--- Start Source excerpt ---

Whether these programs and policies of the government have succeeded in terms of improving the small scale farmers’ output significantly is one area researchers have not adequately investigated. This may be because increasing access to credit by small scale farmers has never formed a major goal of the policies and programs of the government and even when it is listed as part of her development objectives, realities may prove otherwise. It may also be that most of the research works in this area did not use the acceptable research methodologies which account for sample selection bias and endogeneity. Interestingly, empirical evidences of the effect of credit use by smallholder farmers on their output can be
used as a reliable guide to design agricultural policy and program necessary to achieve efficient allocation of scarce resources among the sectors of the economy.
In the light of the above premise, this study seeks to ascertain the demographic and socio- economic features of the small scale farmers which significantly determine their access to credit, if there is significant effect of credit access on the output of small scale farmers who accessed credit, whether the poverty levels of small scale farmers who have credit access have significant effect on their output relative to non poor small scale farmers who accessed credit and if marital status has any significant difference in the output of small scale farmers who accessed credit, employing the proper econometric tools which correct for endogeneity and sample selection bias.
1.2 STATEMENT OF THE PROBLEM
Notwithstanding that the agricultural sector employs nearly three-quarter of the Nigerian work force (Ugbaja & Ugwumba, 2013), it has been observed to be performing poorly. In Nigeria, however, agriculture is dominated by small scale farmers (as can be seen in their small-scale farming activities) most of whom are rural-based, with low level of education; poor access to useful information and market and lack access to credit finance. Inaccessibility of credit by these farmers hinders their acquisition of the required inputs to increase their output. Lack of these required inputs limit agricultural development by reducing farmers’ output, expected income, savings (needed for investment) and overall welfare of the small scale farmers in Nigeria(Daveze, 2000). Again, the enduring lack of credit access faced by these farmers have significant consequences for their household-level outcomes, as well as, technology adoption, agricultural productivity, food security, nutrition, health and overall welfare of the smallholder farmers’ households (Eyo, 2008). Increasing small scale farmers’ output for self-sufficiency, no doubt, requires more use of inputs such as improved seedlings,
fertilizers, pesticides, land and labour and they all necessitate the use of credit (Odoemenem and Obinne, 2010). However, small scale farmers in Nigeria need tangible financial resources to enable them cope with the increasing cost of inputs (Diagne, 2002). Therefore, credit is the main solution to the low savings capacity of the small scale farmers in Nigeria due to its role in enabling farmers take care of the expenses/investments associated with increase in their output. Thus, solving the problem of small scale farmers’ access to credit is very important in improving their performance and, as a result, will lead to economic development through its role in agricultural development.

--- End Source excerpt ---

Stated problem 1 >> Render this sentence from the excerpt on credit for small scale farmers into Spanish: "Inaccessibility of credit by these farmers hinders their acquisition of the required inputs to increase their output."
Stated problem 2 >> Quote word for word the stretch of the excerpt on credit for small scale farmers that starts at "In the light" and runs through "sample selection bias.".

--- Start Records provided ---

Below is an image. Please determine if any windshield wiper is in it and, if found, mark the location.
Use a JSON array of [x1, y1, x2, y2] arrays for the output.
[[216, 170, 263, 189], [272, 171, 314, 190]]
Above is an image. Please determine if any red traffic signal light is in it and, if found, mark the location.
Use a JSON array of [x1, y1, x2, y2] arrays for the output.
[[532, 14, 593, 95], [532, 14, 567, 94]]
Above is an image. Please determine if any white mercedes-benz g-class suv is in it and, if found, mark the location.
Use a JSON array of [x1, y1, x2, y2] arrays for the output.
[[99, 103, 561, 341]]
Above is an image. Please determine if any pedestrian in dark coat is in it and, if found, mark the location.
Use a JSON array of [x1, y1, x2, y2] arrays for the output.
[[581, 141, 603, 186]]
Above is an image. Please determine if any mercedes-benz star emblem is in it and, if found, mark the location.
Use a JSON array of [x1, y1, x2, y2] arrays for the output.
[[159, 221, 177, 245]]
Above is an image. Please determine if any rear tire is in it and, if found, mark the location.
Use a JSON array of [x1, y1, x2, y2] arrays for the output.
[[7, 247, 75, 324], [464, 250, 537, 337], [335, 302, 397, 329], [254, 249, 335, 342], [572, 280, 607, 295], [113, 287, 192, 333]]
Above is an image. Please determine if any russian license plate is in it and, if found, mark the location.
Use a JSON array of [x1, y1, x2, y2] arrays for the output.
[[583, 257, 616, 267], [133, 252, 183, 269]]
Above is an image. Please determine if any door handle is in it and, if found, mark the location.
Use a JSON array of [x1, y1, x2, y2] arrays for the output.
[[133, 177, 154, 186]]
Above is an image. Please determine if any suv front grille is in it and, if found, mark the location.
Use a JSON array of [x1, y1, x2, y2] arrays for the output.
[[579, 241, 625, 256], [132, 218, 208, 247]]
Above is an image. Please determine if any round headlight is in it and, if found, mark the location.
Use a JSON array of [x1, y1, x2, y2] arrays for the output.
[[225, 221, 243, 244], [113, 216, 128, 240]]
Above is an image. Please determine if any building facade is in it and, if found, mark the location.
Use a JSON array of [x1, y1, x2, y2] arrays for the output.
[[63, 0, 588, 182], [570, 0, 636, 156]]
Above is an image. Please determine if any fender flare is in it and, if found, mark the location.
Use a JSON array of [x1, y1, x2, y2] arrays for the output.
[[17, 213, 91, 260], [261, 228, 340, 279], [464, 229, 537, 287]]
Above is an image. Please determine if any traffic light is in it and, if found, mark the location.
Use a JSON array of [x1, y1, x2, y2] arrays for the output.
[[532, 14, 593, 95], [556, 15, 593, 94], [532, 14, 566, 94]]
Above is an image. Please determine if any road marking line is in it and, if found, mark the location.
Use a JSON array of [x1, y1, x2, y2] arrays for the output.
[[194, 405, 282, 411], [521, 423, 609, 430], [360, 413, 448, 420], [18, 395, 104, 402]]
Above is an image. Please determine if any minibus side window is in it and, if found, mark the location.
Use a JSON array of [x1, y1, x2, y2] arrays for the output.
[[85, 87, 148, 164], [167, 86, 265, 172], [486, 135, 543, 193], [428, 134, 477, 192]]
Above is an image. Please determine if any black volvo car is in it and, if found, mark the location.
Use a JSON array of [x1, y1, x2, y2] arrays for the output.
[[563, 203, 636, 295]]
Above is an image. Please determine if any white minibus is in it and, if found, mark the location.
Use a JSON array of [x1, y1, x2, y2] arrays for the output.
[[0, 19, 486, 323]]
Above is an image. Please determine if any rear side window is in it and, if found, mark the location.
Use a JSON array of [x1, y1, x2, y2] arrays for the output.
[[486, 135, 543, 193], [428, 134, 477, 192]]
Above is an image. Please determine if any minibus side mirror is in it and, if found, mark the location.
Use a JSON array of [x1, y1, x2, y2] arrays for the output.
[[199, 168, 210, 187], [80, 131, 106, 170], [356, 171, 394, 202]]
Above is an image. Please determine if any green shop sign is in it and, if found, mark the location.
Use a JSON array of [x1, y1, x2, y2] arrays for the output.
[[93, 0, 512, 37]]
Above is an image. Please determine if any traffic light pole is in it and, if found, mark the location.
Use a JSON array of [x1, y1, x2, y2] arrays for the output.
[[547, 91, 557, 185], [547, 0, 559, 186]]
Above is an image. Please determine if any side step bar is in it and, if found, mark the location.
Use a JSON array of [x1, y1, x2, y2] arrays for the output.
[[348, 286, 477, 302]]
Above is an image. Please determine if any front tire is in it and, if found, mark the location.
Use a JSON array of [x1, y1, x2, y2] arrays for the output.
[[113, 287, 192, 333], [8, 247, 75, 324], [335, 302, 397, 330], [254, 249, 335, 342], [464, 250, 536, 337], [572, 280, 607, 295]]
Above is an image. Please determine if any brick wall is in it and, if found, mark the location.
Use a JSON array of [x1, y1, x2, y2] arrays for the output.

--- End Records provided ---

Final result 1 >> La falta de acceso al crédito por parte de estos agricultores dificulta su adquisición de los insumos necesarios para aumentar su producción.

Final result 2 >>
In the light of the above premise, this study seeks to ascertain the demographic and socio- economic features of the small scale farmers which significantly determine their access to credit, if there is significant effect of credit access on the output of small scale farmers who accessed credit, whether the poverty levels of small scale farmers who have credit access have significant effect on their output relative to non poor small scale farmers who accessed credit and if marital status has any significant difference in the output of small scale farmers who accessed credit, employing the proper econometric tools which correct for endogeneity and sample selection bias.